[EXERCISE DATA]
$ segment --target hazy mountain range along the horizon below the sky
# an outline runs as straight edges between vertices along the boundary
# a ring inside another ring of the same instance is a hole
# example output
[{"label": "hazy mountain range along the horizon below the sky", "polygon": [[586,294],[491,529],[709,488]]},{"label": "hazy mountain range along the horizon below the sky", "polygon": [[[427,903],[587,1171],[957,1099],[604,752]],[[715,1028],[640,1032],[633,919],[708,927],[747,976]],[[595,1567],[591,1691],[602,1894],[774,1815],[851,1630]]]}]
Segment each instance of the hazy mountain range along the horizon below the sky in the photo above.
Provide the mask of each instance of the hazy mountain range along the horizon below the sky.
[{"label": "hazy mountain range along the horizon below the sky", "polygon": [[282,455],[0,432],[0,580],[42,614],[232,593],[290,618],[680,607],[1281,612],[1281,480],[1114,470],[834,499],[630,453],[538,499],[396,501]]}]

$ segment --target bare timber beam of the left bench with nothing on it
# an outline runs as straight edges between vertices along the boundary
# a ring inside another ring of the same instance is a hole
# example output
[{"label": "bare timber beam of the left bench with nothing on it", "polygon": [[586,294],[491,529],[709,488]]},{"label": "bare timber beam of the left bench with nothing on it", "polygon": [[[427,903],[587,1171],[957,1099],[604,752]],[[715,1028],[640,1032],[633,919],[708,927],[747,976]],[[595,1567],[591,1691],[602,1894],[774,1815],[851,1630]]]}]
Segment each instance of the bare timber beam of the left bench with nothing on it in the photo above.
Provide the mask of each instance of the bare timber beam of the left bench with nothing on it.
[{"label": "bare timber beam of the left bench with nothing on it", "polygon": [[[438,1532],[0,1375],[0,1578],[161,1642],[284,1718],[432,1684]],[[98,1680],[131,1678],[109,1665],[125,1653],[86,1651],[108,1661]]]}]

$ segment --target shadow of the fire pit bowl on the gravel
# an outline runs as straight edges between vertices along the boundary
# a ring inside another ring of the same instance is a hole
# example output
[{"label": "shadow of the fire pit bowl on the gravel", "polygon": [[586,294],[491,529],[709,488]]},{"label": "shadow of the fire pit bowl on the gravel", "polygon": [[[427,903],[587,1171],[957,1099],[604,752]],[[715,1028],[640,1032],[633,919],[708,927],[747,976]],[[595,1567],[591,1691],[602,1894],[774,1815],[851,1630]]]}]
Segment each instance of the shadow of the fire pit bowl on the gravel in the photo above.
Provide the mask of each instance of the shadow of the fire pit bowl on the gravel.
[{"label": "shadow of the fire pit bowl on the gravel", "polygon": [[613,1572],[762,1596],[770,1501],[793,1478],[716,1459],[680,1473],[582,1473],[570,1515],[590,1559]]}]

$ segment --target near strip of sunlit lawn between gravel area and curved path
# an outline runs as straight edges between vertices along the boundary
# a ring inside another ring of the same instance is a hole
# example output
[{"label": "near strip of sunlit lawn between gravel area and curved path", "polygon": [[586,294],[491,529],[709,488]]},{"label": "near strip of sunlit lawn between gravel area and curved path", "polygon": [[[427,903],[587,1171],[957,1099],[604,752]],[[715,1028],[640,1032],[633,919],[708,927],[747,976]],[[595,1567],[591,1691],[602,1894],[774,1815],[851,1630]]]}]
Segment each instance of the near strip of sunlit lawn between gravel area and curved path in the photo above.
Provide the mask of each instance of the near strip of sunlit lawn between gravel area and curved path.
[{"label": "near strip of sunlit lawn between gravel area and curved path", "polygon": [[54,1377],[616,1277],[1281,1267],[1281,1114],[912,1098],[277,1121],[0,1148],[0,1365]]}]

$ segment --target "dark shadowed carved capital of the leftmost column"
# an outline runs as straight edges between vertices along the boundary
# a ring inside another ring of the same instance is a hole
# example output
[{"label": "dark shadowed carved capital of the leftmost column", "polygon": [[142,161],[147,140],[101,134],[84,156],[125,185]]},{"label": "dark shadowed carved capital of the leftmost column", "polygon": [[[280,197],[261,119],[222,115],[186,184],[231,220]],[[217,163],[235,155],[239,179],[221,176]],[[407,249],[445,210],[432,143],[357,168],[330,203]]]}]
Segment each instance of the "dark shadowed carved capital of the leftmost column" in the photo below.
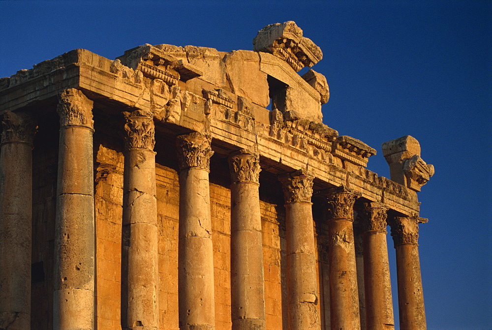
[/EXERCISE DATA]
* _WHAT YOU SHOULD DO_: Write out all the entries again, word for word, and print no images.

* _SOLUTION TO THIS PROBLEM_:
$ segment --target hazy mountain range along the horizon below the sky
# an outline runs as straight edges between vertices along the boundary
# a ring inside another ring of the same instance is a hole
# example output
[{"label": "hazy mountain range along the horizon below the sky", "polygon": [[586,294],[491,529],[709,488]]},{"label": "hazy mountain range along the horizon below the sky", "polygon": [[[427,903],[587,1171],[957,1099],[604,752]],[[715,1028],[640,1032],[633,919],[708,927],[747,976]],[[595,1567],[591,1691],[602,1894],[774,1815],[851,1630]]]}]
Segment each instance of the hazy mountain range along the horizon below the sky in the photo above.
Provide the mask of each instance of the hazy mountain range along the horizon below the sky.
[{"label": "hazy mountain range along the horizon below the sky", "polygon": [[282,455],[0,432],[0,580],[42,614],[232,593],[290,618],[680,607],[1281,612],[1281,480],[1114,470],[834,499],[630,453],[538,499],[396,501]]}]

$ segment --target bare timber beam of the left bench with nothing on it
# an outline runs as straight edges between vertices along the boundary
# a ring inside another ring of the same instance is a hole
# example output
[{"label": "bare timber beam of the left bench with nothing on it", "polygon": [[586,294],[491,529],[709,488]]},{"label": "bare timber beam of the left bench with nothing on it", "polygon": [[[427,903],[587,1171],[957,1099],[604,752]],[[715,1028],[640,1032],[633,919],[708,927],[747,976]],[[595,1567],[591,1691],[602,1894],[774,1815],[851,1630]]]}]
Segment each instance of the bare timber beam of the left bench with nothing on it in the photo above.
Provide the mask of each instance of the bare timber beam of the left bench with nothing on it.
[{"label": "bare timber beam of the left bench with nothing on it", "polygon": [[[438,1532],[0,1375],[0,1578],[161,1642],[284,1718],[432,1684]],[[98,1680],[131,1678],[109,1665],[125,1653],[86,1651],[108,1661]]]}]

$ segment --target shadow of the fire pit bowl on the gravel
# an outline runs as straight edges between vertices along the boundary
# a ring inside another ring of the same instance is a hole
# example output
[{"label": "shadow of the fire pit bowl on the gravel", "polygon": [[586,294],[491,529],[709,488]]},{"label": "shadow of the fire pit bowl on the gravel", "polygon": [[[427,903],[587,1171],[957,1099],[604,752]],[[715,1028],[640,1032],[633,919],[708,927],[747,976]],[[595,1567],[591,1691],[602,1894],[774,1815],[851,1630]]]}]
Segment each instance of the shadow of the fire pit bowl on the gravel in the photo above.
Provide the mask of each instance of the shadow of the fire pit bowl on the gravel.
[{"label": "shadow of the fire pit bowl on the gravel", "polygon": [[613,1572],[762,1596],[770,1501],[793,1478],[716,1459],[680,1473],[582,1473],[570,1515],[590,1559]]}]

$ segment --target near strip of sunlit lawn between gravel area and curved path
# an outline runs as straight edges between vertices along the boundary
# a ring inside another ring of the same instance is a hole
# example output
[{"label": "near strip of sunlit lawn between gravel area and curved path", "polygon": [[586,294],[491,529],[709,488]]},{"label": "near strip of sunlit lawn between gravel area and curved path", "polygon": [[[427,903],[587,1171],[957,1099],[604,752]],[[715,1028],[640,1032],[633,919],[708,927],[747,976]],[[595,1567],[591,1691],[602,1894],[774,1815],[851,1630]]]}]
Segment each instance of the near strip of sunlit lawn between gravel area and curved path in the photo above.
Provide the mask of each instance of the near strip of sunlit lawn between gravel area and curved path.
[{"label": "near strip of sunlit lawn between gravel area and curved path", "polygon": [[54,1377],[616,1277],[1281,1267],[1281,1114],[912,1098],[277,1121],[0,1148],[0,1365]]}]

$ segment --target "dark shadowed carved capital of the leftmost column"
# an outline runs as straight edges between vertices along the boundary
# a ring inside another ring of the same instance is a hole
# example output
[{"label": "dark shadowed carved capital of the leftmost column", "polygon": [[142,161],[147,140],[101,134],[84,156],[125,185]]},{"label": "dark shadowed carved capital of the leftmost column", "polygon": [[[280,197],[261,119],[222,115],[186,184],[231,220]],[[217,163],[235,155],[239,179],[221,176]],[[407,249],[445,210],[432,143],[357,168],[330,203]]]}]
Segment each instance of the "dark shadowed carved capital of the leftmost column" in the photo below.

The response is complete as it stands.